▸ JOBS:
(1) In the forum thread, which amplifier is planned to power the 12" IDMAX in the rear?
(2) Decide whether each statement agrees with the forum thread, answering yes or no and quoting the deciding words: (a) el_duderino says he insults people; (b) esoteric says BSW and ED both have a sealed enclosure under the rear package tray; (c) hulklg plans to put the 8" Earthquake SWS under the rear seats.
(3) Copy word for word the part of the forum thread that begins at the words "I am done, but" and stops after "(Sep 22, 2006)".

▸ GIVEN PASSAGE:
I'm glad YOU said it


----------



## esoteric (Dec 10, 2005)

coming from you i don't know if it is an insult or legit... LOL


----------



## el_duderino (Aug 1, 2005)

esoteric said:


> coming from you i don't know if it is an insult or legit... LOL


I don't insult people (in all seriousness, show me one time that I've insulted a person) but I do criticize companies and products - and installations.

I don't find a stick of butter hanging under a rear deck to be particularly compelling or innovative... but apparently some do:

http://forums.bimmerforums.com/forum/showthread.php?t=619571


----------



## esoteric (Dec 10, 2005)

C'mon el duerino, I was almost for sure they were going to use some changer brackets to mount the copied box... because they (ED) own's the tooling i am sure. you know I see a BMW owner heading for a mockery...pulls up in shiney BMW, opens trunk and it says "E D" on a rhino lined box. brings to mind Viagra!

Look BSW and ED both have a sealed enclosure strapped to the bottom of the rear package tray, both are hideous with the rhino liner, but after reading the link I have one statement and observation, out of all the BMW owners, subwoofer enclosure designs, and to make a product that would be superior than the other company, I would spend the extra 10 pennies and add some material to blend it... this is where i think ED is deceiving people. there is no way that one person would want the same ugly box, in the same ugly cover material, to hang in the same spot.... period. so i would say he is trying to fluff his company, which looks smaller than my "current" shop (more later on that) and continue to whore sub par junk out with added fluff statements.

ED is basic run of the mill junk, and i gauge it right there with power acoustik, boss, legacy, american bass.... all that offshore, off the shelf, junk.... oh wait,let me buy a piece of tool and say it is something that it is not...


I am done, but i would try suing if i wa a major company and had some foo c'mon and say his is better... or have some puppet do it...


----------



## hulklg (Sep 22, 2006)

*Update*

Hello Esoteric,

Probably going with Focal 100KP's in the front doors and tweets, 8" Earthquake SWS under the two front seats all powered by an Audison VR4.300. An 12" IDMAX powered by a Zapco 750.2 in a custom box for the rear. Either a batcap or Alumapro 50 farad cap and complete dynamat for the entire car. Will interface through the DQL-8 you suggested.

Also, probably opting to out of the strut grilles and do the AC Schnitzer exhaust with rear lip/apron only. Have you guys done any of those? How does that exhaust note sound if you have?

Thanks


----------

▸ INFORMATION PROVIDED:
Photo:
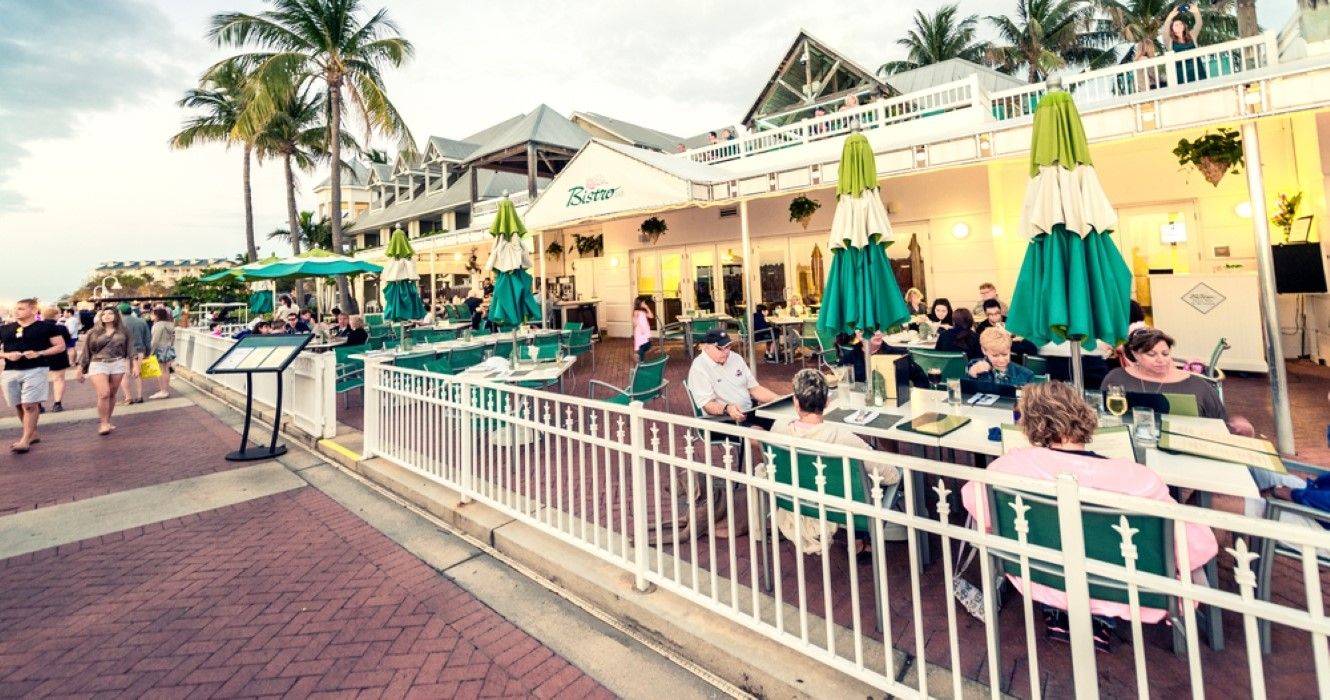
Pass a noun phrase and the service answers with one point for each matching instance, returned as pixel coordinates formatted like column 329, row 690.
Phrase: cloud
column 63, row 59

▸ FULL ANSWERS:
(1) A Zapco 750.2.

(2)
(a) No: "I don't insult people"
(b) Yes: "BSW and ED both have a sealed enclosure strapped to the bottom of the rear package tray"
(c) No: "8" Earthquake SWS under the two front seats"

(3)
I am done, but i would try suing if i wa a major company and had some foo c'mon and say his is better... or have some puppet do it...


----------



## hulklg (Sep 22, 2006)